WORK TO BE COMPLETED: Copy out every row below, changing each "one line per instance" to "one line per item" and keeping everything else the same. Omit the pictures.

PROVIDED INFORMATION:
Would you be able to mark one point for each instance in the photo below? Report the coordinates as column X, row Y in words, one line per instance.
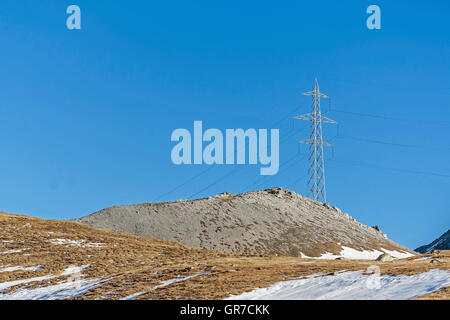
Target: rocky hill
column 51, row 259
column 273, row 221
column 441, row 243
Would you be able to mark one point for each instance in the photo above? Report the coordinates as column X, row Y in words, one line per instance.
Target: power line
column 209, row 167
column 377, row 116
column 393, row 143
column 215, row 182
column 316, row 182
column 257, row 183
column 392, row 169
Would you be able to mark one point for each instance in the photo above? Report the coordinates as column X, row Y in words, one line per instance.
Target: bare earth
column 131, row 264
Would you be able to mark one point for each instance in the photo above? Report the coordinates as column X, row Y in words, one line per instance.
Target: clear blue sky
column 86, row 115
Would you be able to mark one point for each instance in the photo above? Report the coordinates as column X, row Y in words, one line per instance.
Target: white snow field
column 352, row 285
column 352, row 254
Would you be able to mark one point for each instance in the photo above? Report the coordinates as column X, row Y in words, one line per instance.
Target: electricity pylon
column 316, row 170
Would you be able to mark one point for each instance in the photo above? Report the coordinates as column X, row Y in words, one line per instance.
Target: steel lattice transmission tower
column 316, row 170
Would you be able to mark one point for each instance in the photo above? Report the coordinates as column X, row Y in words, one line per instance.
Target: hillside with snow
column 272, row 221
column 50, row 259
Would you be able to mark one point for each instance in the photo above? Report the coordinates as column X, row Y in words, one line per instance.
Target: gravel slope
column 273, row 221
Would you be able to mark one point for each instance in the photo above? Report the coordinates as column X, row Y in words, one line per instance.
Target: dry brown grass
column 134, row 264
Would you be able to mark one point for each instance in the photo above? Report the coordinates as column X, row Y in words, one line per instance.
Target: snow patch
column 352, row 254
column 11, row 269
column 352, row 285
column 65, row 290
column 134, row 296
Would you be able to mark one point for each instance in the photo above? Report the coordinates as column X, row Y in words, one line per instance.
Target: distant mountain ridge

RESULT:
Would you be able to mark one point for each instance in the photo below? Report the coordinates as column X, row Y in words, one line per item.
Target: rocky hill
column 51, row 259
column 273, row 221
column 441, row 243
Would you be able to mark one point for each instance in the photo above? Report the coordinates as column X, row Y in words, one line per item.
Target: power line
column 209, row 167
column 377, row 116
column 393, row 143
column 215, row 182
column 316, row 182
column 257, row 183
column 392, row 169
Would you be able to mark one point for each instance in the photo above? Report the coordinates as column X, row Y in words, one line per item.
Target: bare earth
column 131, row 264
Would you be able to mark one point for each instance in the photo above? Report the coordinates as column X, row Y in words, one line per item.
Target: clear blue sky
column 86, row 115
Would you be able to mark one point for each instance in the photo above? Report the coordinates as column X, row Y in words, one line per item.
Target: white snow field
column 352, row 285
column 352, row 254
Would you be able to mark one point for each instance in the photo above? Report the coordinates as column X, row Y in words, one line per item.
Target: electricity pylon
column 316, row 170
Would you be able to mark one point for each instance in the photo above? Report the coordinates as column X, row Y in words, one line per item.
Target: steel lattice transmission tower
column 316, row 170
Would you be able to mark one point for each instance in the photo above? Report the coordinates as column X, row Y in words, one line per item.
Target: hillside with snow
column 272, row 221
column 50, row 259
Would you be able to mark one point for each instance in the photo above? Report the coordinates as column X, row Y in words, one line per item.
Target: gravel slope
column 273, row 221
Would you be able to mark one point for each instance in the photo above? Report the coordinates as column X, row Y in words, one line per item.
Target: dry brown grass
column 134, row 264
Would you be able to mark one point for each instance in the photo above? Report the coordinates as column X, row Y in words, one line per item.
Target: snow patch
column 352, row 254
column 11, row 269
column 352, row 285
column 65, row 290
column 134, row 296
Would you be able to mark one point for each instance in the photo above? Report the coordinates as column X, row Y in words, one line per item.
Target: distant mountain ridge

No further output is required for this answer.